═══ UDOSTĘPNIONY TEKST ═══

No widzisz, a ja mam z racji miejsca zamieszkania z tymi ludźmi do czynienia niezwykle często. Niestety większość panów policjantów leczy swoje kompleksy w pracy wyżywając się na innych, a ich argumentacja niektórych wniosków jest doprawdy zdumiewająca - poziom przedszkola. Ale Straż Miejska to już w ogóle przegięcie. Wożą tyłki Lanosami albo Doblo i nawet im się nie chce z auta wychodzić, jak coś się dzieje. Na Starówce wystarczy łapóweczki dać gdzie trzeba i już się nie interesują, kto wjeżdża - tak jest od lat... Zapraszam na Stare i Nowe Miasto celem obejrzenia sobie poczynań tych chłopców...

Można Wykonywać Swoją Pracę, można też po prostu wykonywać swoją pracę - panowie w mundurkach najczęściej robią tylko to drugie...

P.S. Romano, czyli jednak Straż Gminna nie może stać z suszarkami, hehehe - zawsze to coś ;) Co do obsługi fotoradarów, to ostatnio coś głośno było w Wawie o tym, ze coś nie tak z ich uprawnieniami jest - sprawdze to jeszcze ;)

P.P.S. Odbiegamy w sumie od tematu głównego - czy nalezy się zgłaszać na wezwanie pozostawione za wycieraczką. Żeby podsumować nasze dotychczasowe dyskusje, stwierdzę, że zgodnie z prawem takie wezwanie jest nieskuteczne, więc: NIE TRZEBA. Jesli po jakims czasie przyjdzie poczta wezwanie IMIENNE - nalezy sie zglosic pod grozba grzywny, niemniej to, co powiemy na komendzie, to już nasza decyzja ;)

Hehe, to jeszcze ja ;)
Znalazłem ciekawe fragmenty dyskusji na pewnym forum. Oto one:

"Mam samochód firmowy jeździ nim kilka osób. Zdjęcie z fotoradaru jest mało czytelne nawet numery trudno dostrzec, zawiadomili mnie o tym fakcie po 39 dniach od przekroczenia prędkości o zaledwie 20 km/h. Nie jestem w stanie powiedzieć dokładnie kto wtedy jechał samochodem, czy powinnam przyjąć mandat i winę na siebie. Proszę o radę."

═══ SEKCJA DANYCH ═══

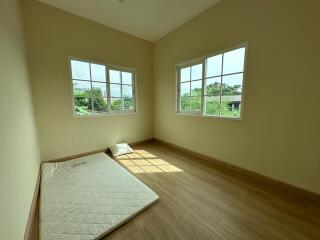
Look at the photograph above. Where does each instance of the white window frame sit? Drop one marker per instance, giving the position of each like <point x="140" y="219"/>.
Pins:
<point x="107" y="68"/>
<point x="202" y="60"/>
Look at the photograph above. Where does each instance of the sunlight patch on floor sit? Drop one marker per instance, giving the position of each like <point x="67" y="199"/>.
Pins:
<point x="143" y="162"/>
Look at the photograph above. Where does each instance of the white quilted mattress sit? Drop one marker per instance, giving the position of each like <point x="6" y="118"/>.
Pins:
<point x="88" y="197"/>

═══

ZADANIA I ĆWICZENIA
• 1. Odpowiedz krótko na pytania dotyczące wpisu z forum:
(a) Jakimi samochodami jeździ Straż Miejska?
(b) Czy zgodnie z podsumowaniem dyskusji należy zgłosić się na wezwanie pozostawione za wycieraczką?
(c) Po ilu dniach od przekroczenia prędkości zawiadomiono właścicielkę samochodu firmowego?
• 2. Oceń, czy poniższe stwierdzenia są zgodne z wpisem z forum. Każdą odpowiedź uzasadnij dosłownym cytatem:
(a) Imienne wezwanie przysłane pocztą można zignorować bez konsekwencji.
(b) Autor zachęca do obejrzenia poczynań strażników na Starym i Nowym Mieście.
(c) Zdjęcie z fotoradaru w przytoczonym fragmencie było wyraźne.
• 3. Kontynuuj wpis z forum o policji i Straży Miejskiej, zaczynając od miejsca po jego ostatnim zdaniu.
Wykaz pochodzi z innego źródła niż wpis z forum.

ODPOWIEDZI DO ZADAŃ
• 1.
(a) Lanosami albo Doblo.
(b) Nie, nie trzeba.
(c) Po 39 dniach.

• 2.
(a) Nie: „nalezy sie zglosic pod grozba grzywny”.
(b) Tak: „Zapraszam na Stare i Nowe Miasto celem obejrzenia sobie poczynań tych chłopców”.
(c) Nie: „Zdjęcie z fotoradaru jest mało czytelne”.

• 3.
Odpowiedź: "Twoja firma ma osobowośc prawną to nie bardzo potrafię sobie wyobrazić pozwanie przed sąd firmy . Na pierwszą rozprawę sąd wezwie zarząd firmy i bedzie go pytał kto kierował. Twoja firma to czyjaś działalność gosopodarcza. Wezwą działacza gospodarczego (właściciela), i będzie pytany kto kierował. W obu przypadkach jeżeli oblicze szofera jest nieczytelne to mogą uchylić sie od wskazania szofera zeznając, że była to osoba im bliska! Forumowicze podają przykłady, ze wtakim wypadku sądy karza za odmowę podania tozsamości własnej lub osób trzecich. Wg mnie jest to ordynarne naduzycie i należy apelować."

I jeszcze: "Jak zwykle polskie prawo nie jest w pełni spojne.

Obowiązek wskazania kierującego wynika wprost z przepisu Kodeksu Drogowego.

Toczą się dyskusje, czy własciciel pojazdu może się zasłaniać Art KK dającym mu jako świadkowi prawo odmowy zeznań gdyby ich zlożenie mogło doprowadzić osobę mu bliską do oskarżenia o przestępstwo, wykroczenie lub przestępstwo skarbowe. A KW ten przepis też występuje - przez powołanie.

Z drugiej strony w KW jest przepis mówiący o tym, że kto odmawia organowi uprawnionemu do legitymowania podania informacji o tożsamości swojej lub osoby trzeciej albo wprowadza organ w błąd co do tych tożsamości, podlega karze.

Teoretycznie Artkuł KK powinien być "mocniejszy" od artykuł o odmowie poinformowania o tożsamości, ale praktyka jest taka, że Sąd Grodzki przywala grzywnę 500 zł z tego drugiego artykułu. Za to nie może przydzielić punktów karnych, tak że dla ludzi zagrożonych powtórnym egzaminem jest to jakieś rozwiązanie."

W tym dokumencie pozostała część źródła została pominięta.